(EXERCISE GOAL)
Edit the records below by changing every "planogram log" to "shelf audit", then write them out again with nothing else altered.

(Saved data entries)
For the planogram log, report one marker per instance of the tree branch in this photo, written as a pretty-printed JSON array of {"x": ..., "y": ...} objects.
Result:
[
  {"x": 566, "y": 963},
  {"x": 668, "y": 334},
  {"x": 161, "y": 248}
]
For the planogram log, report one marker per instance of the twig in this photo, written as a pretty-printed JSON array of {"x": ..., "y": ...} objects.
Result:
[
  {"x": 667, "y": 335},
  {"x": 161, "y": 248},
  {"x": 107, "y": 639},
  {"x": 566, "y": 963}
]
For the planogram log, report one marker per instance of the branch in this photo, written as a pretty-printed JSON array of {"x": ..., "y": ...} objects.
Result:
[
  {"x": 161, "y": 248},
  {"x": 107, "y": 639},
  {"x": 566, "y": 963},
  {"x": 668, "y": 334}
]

(FINAL ANSWER)
For the shelf audit, report one marker per instance of the tree branch in this photo, written as a pretty-printed JSON array of {"x": ..., "y": ...} objects.
Result:
[
  {"x": 566, "y": 963},
  {"x": 668, "y": 334},
  {"x": 161, "y": 248}
]
For the shelf audit, report one marker per instance of the twig in this photo, written as a pretty-printed JSON array of {"x": ..., "y": ...} objects.
Result:
[
  {"x": 667, "y": 335},
  {"x": 161, "y": 248},
  {"x": 107, "y": 639},
  {"x": 566, "y": 963}
]
For the shelf audit, report one marker per instance of the branch in this photo, written as a pretty-printed JSON array of {"x": ..., "y": ...} objects.
Result:
[
  {"x": 161, "y": 248},
  {"x": 107, "y": 639},
  {"x": 566, "y": 963},
  {"x": 668, "y": 334}
]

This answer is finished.